- **Schriftliche Aufgaben**
1. Wo zeigte Pierre Michaux laut der Seite über Carl Drais seine Räder mit Tretkurbeln am Vorderrad?
2. Schreibe den Abschnitt der Seite über Carl Drais von „Zum 100. Geburtstag“ bis einschließlich „deutlich zu erkennen.“ unverändert ab.

- **Seite**
▼

Freiherr Carl Drais von Sauerbronn

Von der Draisschen Laufmaschine bis zur "Torpedo"-Nabe

 

1817 stellte Carl v. Drais seine „Laufmaschine“ einem staunenden Publikum vor. Erst 50 Jahre später zeigte Pierre Michaux auf der Pariser Weltausstellung seine Räder mit Tretkurbeln am Vorderrad. Und weitere 45 Jahre dauerte es, bis das Fahrrad mit der Freilaufnabe von Fichtel&Sachs die Gestalt und Funktion hatte, die wir heute kennen. Emil Kneiß begleitete diese Entwicklung mit vielen Karikaturen.

Zum 100. Geburtstag von Carl v. Drais wurde auch ein Denkmal für ihn geplant, das aber einige Zeit bis zur Verwirklichung benötigte.

Die Drehbarkeit des Vorderrades ist deutlich erkennbar.

Die Erfindung des ersten Laufrads mit lenkbarem Vorderrad wird übereinstimmend Carl Drais von Sauerbronn (1785-1851) zugeschrieben. Auf einem Exemplar, das im Deutschen Museum zu München gezeigt wird, ist die Drehachse des Vorderrads deutlich zu erkennen.

Die Drehbarkeit des Vorderrades ist deutlich erkennbar.

▲

- **Bereitgestellte Einträge**
▼

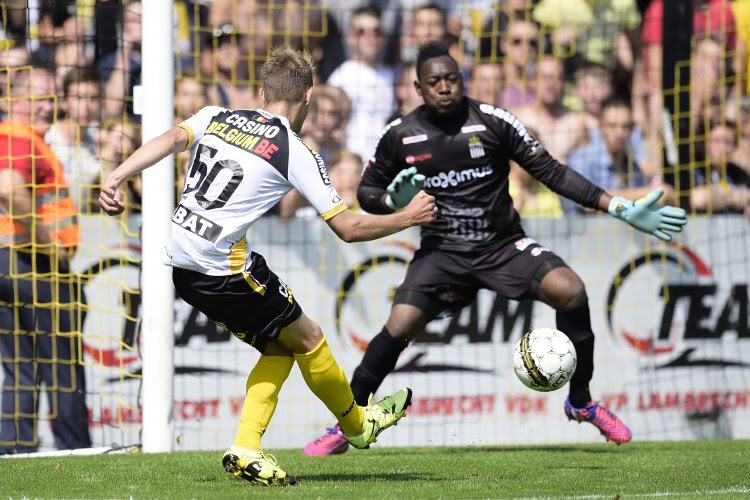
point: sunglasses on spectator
(518, 41)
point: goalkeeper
(458, 149)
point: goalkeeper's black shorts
(254, 305)
(440, 281)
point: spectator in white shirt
(368, 84)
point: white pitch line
(717, 492)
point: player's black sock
(576, 324)
(379, 360)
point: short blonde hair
(287, 75)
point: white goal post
(157, 343)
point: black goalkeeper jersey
(464, 159)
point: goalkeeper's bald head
(287, 75)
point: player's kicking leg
(564, 290)
(360, 425)
(379, 360)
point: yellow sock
(327, 380)
(262, 394)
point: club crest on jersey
(476, 148)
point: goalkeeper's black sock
(576, 324)
(379, 360)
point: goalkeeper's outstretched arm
(172, 141)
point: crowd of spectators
(580, 74)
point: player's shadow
(529, 448)
(359, 476)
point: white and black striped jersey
(241, 163)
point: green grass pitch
(702, 469)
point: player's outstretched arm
(173, 140)
(352, 227)
(645, 214)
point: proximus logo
(454, 178)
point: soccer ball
(544, 359)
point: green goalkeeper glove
(645, 215)
(403, 188)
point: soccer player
(242, 162)
(477, 241)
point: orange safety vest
(53, 206)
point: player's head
(287, 77)
(439, 80)
(32, 98)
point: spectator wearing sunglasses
(520, 46)
(367, 83)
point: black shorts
(441, 280)
(253, 305)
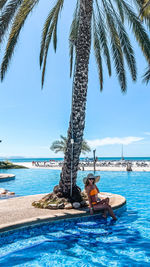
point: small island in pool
(10, 165)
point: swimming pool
(88, 241)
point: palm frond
(52, 30)
(45, 31)
(138, 30)
(120, 9)
(147, 75)
(125, 44)
(103, 39)
(145, 9)
(97, 50)
(116, 47)
(2, 3)
(25, 8)
(73, 35)
(7, 16)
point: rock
(3, 191)
(61, 206)
(76, 205)
(10, 193)
(83, 203)
(68, 206)
(52, 206)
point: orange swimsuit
(93, 193)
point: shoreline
(90, 168)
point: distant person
(96, 204)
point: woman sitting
(95, 204)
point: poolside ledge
(6, 177)
(18, 212)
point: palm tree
(61, 145)
(145, 15)
(102, 20)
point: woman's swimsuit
(93, 194)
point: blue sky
(31, 118)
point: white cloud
(114, 141)
(147, 133)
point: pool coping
(39, 216)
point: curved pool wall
(38, 181)
(88, 242)
(103, 242)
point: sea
(82, 159)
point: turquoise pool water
(92, 241)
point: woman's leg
(106, 208)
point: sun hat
(91, 176)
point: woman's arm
(89, 198)
(97, 188)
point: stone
(10, 193)
(61, 206)
(76, 205)
(68, 206)
(2, 191)
(83, 203)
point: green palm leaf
(52, 30)
(116, 47)
(24, 10)
(97, 50)
(7, 16)
(147, 75)
(125, 44)
(73, 35)
(2, 3)
(138, 30)
(103, 39)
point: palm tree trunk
(77, 119)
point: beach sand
(98, 168)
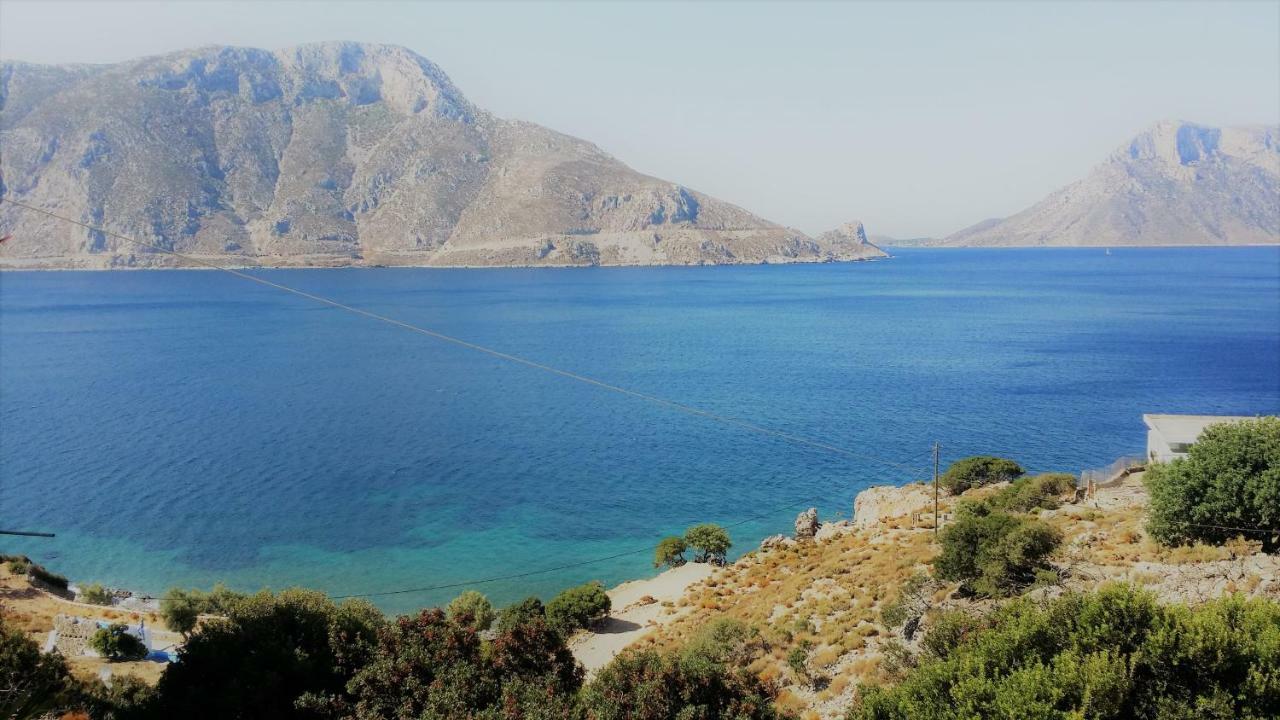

▲

- **Vollständige Antworten**
1. Auf der Pariser Weltausstellung.

2.
Zum 100. Geburtstag von Carl v. Drais wurde auch ein Denkmal für ihn geplant, das aber einige Zeit bis zur Verwirklichung benötigte.

Die Drehbarkeit des Vorderrades ist deutlich erkennbar.

Die Erfindung des ersten Laufrads mit lenkbarem Vorderrad wird übereinstimmend Carl Drais von Sauerbronn (1785-1851) zugeschrieben. Auf einem Exemplar, das im Deutschen Museum zu München gezeigt wird, ist die Drehachse des Vorderrads deutlich zu erkennen.